Work through the entries below and show every line in which "face" is found.

[Photo-based referring expression data]
== Segment start ==

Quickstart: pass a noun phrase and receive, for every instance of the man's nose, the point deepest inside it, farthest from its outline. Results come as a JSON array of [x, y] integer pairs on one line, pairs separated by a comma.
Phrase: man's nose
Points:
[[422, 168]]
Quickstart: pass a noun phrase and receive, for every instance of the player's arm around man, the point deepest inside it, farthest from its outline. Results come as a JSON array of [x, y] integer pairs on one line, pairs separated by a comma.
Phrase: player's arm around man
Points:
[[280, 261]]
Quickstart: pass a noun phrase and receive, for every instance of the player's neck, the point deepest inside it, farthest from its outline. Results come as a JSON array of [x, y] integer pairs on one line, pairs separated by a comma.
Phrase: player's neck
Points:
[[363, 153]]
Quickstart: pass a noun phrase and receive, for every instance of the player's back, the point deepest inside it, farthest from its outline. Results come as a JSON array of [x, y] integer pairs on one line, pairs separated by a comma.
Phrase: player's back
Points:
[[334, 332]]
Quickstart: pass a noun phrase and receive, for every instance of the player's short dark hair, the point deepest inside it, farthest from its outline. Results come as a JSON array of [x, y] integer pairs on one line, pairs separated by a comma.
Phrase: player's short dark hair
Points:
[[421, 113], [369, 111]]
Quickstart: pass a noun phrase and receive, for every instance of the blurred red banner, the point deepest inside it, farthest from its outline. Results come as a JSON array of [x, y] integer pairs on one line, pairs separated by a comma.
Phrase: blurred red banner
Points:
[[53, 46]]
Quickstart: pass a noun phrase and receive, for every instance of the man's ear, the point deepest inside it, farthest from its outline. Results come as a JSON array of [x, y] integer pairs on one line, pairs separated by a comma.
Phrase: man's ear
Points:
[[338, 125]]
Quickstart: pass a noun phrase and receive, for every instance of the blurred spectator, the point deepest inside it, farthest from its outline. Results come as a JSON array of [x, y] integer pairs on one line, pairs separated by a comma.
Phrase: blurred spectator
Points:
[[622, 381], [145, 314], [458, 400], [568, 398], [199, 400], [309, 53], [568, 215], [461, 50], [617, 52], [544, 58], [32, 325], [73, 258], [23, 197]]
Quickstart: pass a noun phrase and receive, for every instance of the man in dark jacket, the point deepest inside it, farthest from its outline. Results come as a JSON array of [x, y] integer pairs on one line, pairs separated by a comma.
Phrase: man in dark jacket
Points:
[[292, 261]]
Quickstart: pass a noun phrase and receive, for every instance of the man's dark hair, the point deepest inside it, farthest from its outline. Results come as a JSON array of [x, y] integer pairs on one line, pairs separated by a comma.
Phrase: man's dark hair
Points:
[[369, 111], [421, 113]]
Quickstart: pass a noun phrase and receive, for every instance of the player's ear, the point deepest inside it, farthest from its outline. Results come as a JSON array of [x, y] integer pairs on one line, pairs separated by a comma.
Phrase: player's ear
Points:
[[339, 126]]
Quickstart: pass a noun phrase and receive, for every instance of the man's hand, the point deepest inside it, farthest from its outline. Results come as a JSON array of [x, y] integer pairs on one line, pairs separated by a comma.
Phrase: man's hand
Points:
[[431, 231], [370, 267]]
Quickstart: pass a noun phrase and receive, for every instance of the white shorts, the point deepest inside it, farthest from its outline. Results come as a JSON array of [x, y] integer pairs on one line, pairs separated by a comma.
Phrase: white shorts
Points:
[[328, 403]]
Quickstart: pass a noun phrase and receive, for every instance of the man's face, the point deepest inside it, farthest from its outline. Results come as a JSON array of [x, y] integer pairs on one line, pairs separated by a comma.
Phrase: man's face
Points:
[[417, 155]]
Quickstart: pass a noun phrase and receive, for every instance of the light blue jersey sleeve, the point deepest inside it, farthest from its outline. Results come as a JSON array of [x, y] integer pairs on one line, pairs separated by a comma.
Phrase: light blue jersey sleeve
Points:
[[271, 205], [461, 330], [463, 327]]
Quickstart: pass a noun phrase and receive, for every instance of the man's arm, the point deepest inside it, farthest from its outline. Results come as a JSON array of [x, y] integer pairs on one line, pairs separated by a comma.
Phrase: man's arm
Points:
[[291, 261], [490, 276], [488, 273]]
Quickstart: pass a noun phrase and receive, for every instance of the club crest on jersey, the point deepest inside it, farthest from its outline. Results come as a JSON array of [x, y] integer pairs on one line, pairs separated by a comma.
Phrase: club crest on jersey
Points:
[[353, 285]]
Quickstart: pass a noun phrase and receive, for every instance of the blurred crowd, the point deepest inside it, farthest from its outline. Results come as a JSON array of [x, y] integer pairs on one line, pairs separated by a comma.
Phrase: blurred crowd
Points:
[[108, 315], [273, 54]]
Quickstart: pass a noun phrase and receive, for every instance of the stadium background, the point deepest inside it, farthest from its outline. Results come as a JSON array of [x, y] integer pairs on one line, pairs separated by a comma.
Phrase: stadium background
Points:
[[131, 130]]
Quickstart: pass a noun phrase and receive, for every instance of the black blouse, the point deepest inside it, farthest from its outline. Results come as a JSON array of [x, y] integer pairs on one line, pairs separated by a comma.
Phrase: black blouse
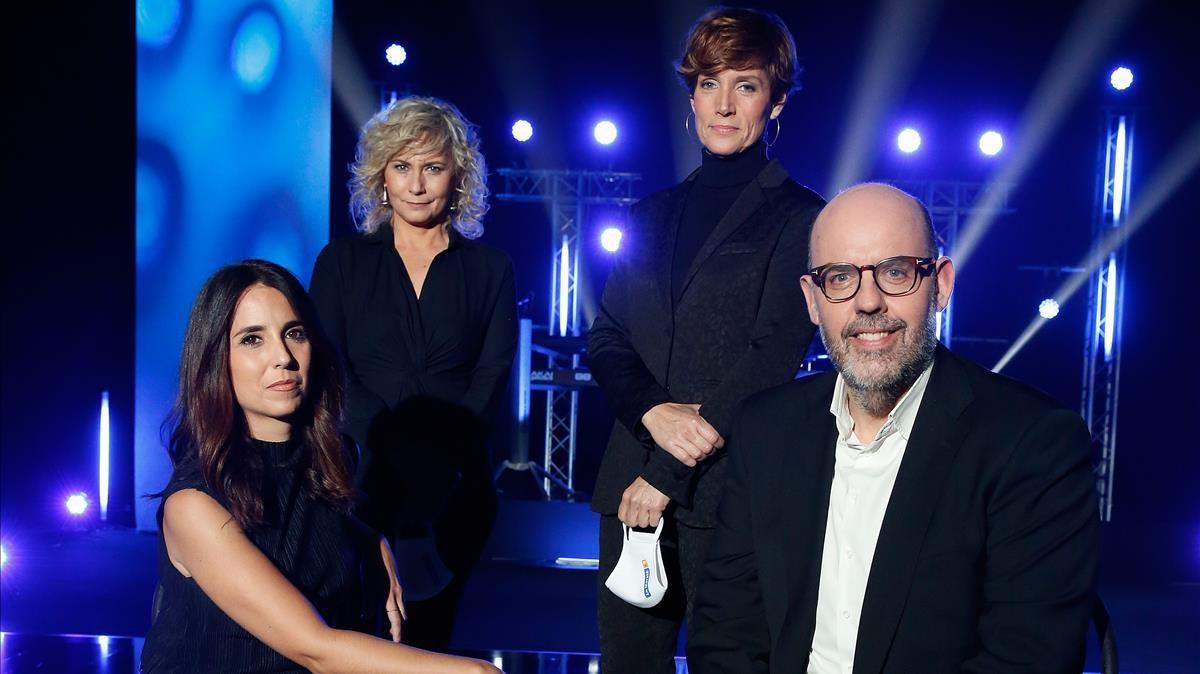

== Segment end ==

Written response:
Quickstart: pass a noun phrase and receive, for every instance of the man's face, the point deepest inside it, farthest from its outline. Results come as a JSON array of [x, y] integer pairs on one line, pairs separated by a comma.
Phrase: man's face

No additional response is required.